§ Exercise details
Check each line below for the word "snow" and give the count alone.

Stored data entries
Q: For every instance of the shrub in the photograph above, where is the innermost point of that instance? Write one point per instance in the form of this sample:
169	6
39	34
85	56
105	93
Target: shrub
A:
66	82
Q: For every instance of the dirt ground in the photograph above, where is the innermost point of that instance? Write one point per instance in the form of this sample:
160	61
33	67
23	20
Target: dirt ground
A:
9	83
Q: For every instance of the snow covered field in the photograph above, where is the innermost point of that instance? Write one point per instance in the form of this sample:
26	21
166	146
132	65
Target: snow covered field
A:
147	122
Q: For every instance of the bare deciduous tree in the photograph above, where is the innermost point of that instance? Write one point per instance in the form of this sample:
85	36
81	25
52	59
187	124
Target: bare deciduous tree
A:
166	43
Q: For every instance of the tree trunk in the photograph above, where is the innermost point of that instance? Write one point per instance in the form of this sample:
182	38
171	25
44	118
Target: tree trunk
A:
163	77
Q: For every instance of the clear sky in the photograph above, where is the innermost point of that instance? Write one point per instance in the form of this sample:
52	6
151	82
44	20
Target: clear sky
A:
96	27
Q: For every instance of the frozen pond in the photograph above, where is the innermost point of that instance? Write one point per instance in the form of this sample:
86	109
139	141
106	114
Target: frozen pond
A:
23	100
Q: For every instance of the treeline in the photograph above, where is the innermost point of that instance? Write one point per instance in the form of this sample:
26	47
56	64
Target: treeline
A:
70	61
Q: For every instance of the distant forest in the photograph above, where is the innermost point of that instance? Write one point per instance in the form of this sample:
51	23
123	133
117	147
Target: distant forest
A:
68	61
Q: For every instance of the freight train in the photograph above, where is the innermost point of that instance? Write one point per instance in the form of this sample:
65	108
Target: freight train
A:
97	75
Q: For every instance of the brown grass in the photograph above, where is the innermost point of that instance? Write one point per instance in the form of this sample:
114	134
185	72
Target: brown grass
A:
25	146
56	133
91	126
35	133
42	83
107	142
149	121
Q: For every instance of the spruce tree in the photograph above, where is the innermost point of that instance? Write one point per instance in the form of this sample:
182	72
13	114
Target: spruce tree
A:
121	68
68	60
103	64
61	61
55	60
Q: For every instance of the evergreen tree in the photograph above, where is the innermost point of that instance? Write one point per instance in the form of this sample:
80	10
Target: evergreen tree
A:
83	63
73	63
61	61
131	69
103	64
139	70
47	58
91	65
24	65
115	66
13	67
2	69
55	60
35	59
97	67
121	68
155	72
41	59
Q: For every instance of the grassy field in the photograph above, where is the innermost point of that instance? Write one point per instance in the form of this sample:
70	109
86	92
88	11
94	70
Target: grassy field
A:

---

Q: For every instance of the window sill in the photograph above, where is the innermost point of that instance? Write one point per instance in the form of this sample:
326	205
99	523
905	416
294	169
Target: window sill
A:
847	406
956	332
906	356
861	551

§ Result of the task
2